> [RECORDS TO PROCESS]
● ● ●
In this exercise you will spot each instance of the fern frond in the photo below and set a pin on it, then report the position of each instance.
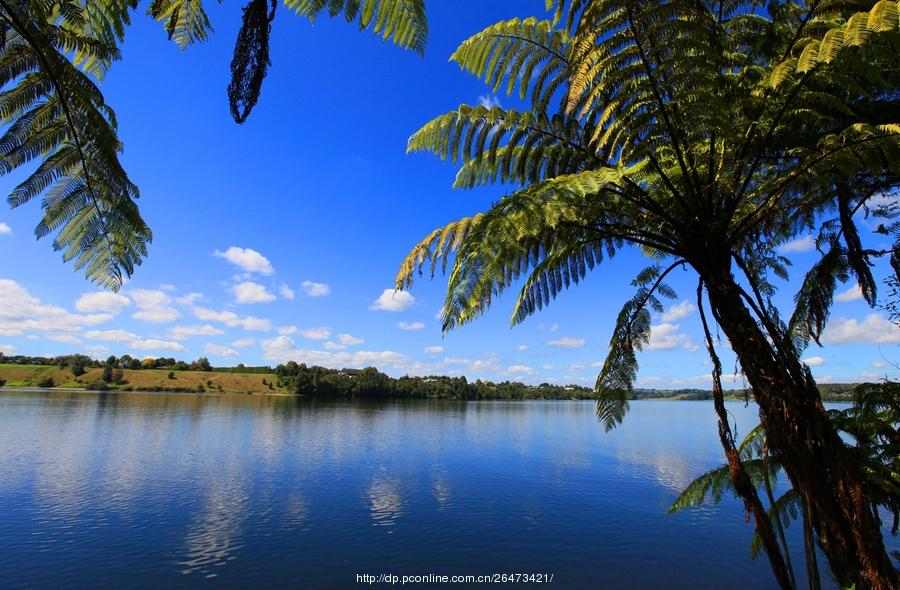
(54, 113)
(528, 54)
(401, 21)
(186, 21)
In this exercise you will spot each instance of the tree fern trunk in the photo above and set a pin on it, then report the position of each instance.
(820, 466)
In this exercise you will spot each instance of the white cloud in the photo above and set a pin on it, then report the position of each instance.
(519, 370)
(189, 299)
(567, 342)
(665, 336)
(489, 363)
(250, 292)
(149, 298)
(102, 301)
(21, 312)
(348, 340)
(64, 338)
(183, 332)
(851, 294)
(158, 315)
(247, 259)
(393, 300)
(231, 319)
(153, 344)
(219, 350)
(314, 289)
(316, 333)
(804, 244)
(703, 381)
(282, 349)
(678, 311)
(489, 101)
(154, 306)
(875, 329)
(111, 335)
(286, 292)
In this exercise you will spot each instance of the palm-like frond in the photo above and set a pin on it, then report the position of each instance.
(186, 21)
(401, 21)
(529, 54)
(55, 114)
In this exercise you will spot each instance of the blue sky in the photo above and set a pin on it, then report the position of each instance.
(278, 239)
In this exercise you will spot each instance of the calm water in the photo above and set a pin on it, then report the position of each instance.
(155, 490)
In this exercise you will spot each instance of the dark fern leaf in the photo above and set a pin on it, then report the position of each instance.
(251, 58)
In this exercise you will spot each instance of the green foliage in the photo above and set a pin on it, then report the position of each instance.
(53, 53)
(55, 115)
(401, 21)
(704, 133)
(872, 422)
(369, 383)
(186, 21)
● ● ●
> [TASK ITEM]
Begin with the line that holds "In this exercise you will spot each instance of the green" and write out each line from there to the end of the material, exactly as it stands. Include nothing else.

> [ANSWER BOX]
In this exercise you will spot each instance of the green foliage in the photo above and set a pin on it, then report the position of each instance.
(53, 53)
(55, 115)
(401, 21)
(704, 133)
(872, 422)
(369, 383)
(186, 21)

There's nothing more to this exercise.